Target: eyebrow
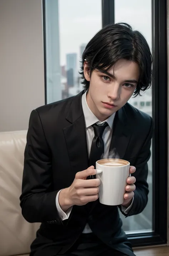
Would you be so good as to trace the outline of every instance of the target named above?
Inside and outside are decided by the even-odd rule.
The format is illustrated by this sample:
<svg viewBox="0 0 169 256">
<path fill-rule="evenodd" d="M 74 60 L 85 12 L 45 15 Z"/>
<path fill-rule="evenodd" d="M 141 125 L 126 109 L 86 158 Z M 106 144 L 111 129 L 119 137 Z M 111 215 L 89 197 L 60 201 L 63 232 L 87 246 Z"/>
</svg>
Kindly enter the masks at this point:
<svg viewBox="0 0 169 256">
<path fill-rule="evenodd" d="M 116 77 L 114 75 L 113 75 L 113 74 L 111 74 L 110 73 L 109 73 L 109 72 L 108 72 L 108 71 L 107 71 L 106 70 L 99 70 L 99 71 L 100 72 L 101 72 L 102 73 L 103 73 L 104 74 L 107 75 L 108 76 L 110 76 L 111 77 L 112 77 L 114 79 L 116 80 Z M 124 81 L 126 83 L 133 83 L 135 84 L 137 84 L 138 83 L 138 81 L 137 81 L 136 80 L 135 80 L 135 79 L 124 80 Z"/>
</svg>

== == ==

Convert the rows above into a JSON array of strings, one string per line, with blank lines dropped and the picture left out.

Response for this exercise
[
  "Target: eyebrow",
  "Would you be so good as to trace the outline of every instance of the target named above?",
  "Inside and outside are decided by the even-odd rule.",
  "The format is illustrated by this sample:",
  "<svg viewBox=\"0 0 169 256\">",
  "<path fill-rule=\"evenodd\" d=\"M 74 60 L 85 12 L 45 15 Z\"/>",
  "<path fill-rule=\"evenodd\" d=\"M 141 125 L 126 109 L 86 158 Z M 106 144 L 111 129 L 119 137 Z M 111 215 L 89 197 L 60 201 L 63 232 L 87 246 Z\"/>",
  "</svg>",
  "Kindly enter the masks at this point:",
  "<svg viewBox=\"0 0 169 256\">",
  "<path fill-rule=\"evenodd\" d=\"M 116 77 L 114 75 L 113 75 L 113 74 L 111 74 L 110 73 L 109 73 L 109 72 L 108 72 L 108 71 L 107 71 L 106 70 L 99 70 L 99 71 L 100 72 L 101 72 L 102 73 L 103 73 L 104 74 L 107 75 L 108 76 L 110 76 L 111 77 L 112 77 L 114 79 L 116 80 Z M 124 81 L 126 83 L 133 83 L 135 84 L 137 84 L 138 83 L 138 81 L 137 81 L 136 80 L 135 80 L 135 79 L 124 80 Z\"/>",
  "</svg>"
]